* [GIVEN INSTRUCTION]:
Rewrite the material from its first line up to and including the line with "[[180, 66], [102, 63]]", changing "marker" to "pin" and leaving everything else as it is. Omit the pictures from your answer.

* [RECORDS TO USE]:
◇ ◇ ◇ ◇

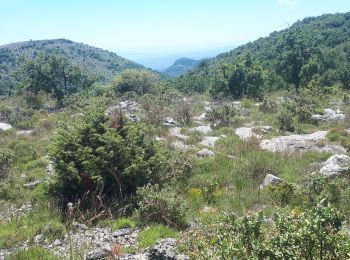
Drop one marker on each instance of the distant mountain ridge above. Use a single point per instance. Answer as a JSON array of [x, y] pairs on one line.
[[180, 66], [102, 63]]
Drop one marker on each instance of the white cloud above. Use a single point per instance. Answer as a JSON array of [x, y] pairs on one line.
[[287, 3]]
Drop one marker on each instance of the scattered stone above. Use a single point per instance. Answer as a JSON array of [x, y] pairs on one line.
[[335, 165], [200, 118], [265, 129], [5, 127], [294, 143], [164, 250], [180, 145], [209, 141], [270, 179], [205, 153], [203, 129], [330, 115], [176, 132], [129, 108], [246, 133], [32, 185]]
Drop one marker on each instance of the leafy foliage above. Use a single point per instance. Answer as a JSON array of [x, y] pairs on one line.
[[94, 155], [52, 74], [290, 235]]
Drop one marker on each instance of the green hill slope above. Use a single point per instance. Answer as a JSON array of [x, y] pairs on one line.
[[104, 64], [316, 48]]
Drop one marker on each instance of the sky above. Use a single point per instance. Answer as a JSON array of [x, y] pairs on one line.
[[155, 32]]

◇ ◇ ◇ ◇

* [EXERCISE RESPONSE]:
Drop one pin on each instance of the distant mountain ridge above. Use a single point per instance. Answer as a JSON array of [x, y] pairs on one line.
[[180, 66], [102, 63]]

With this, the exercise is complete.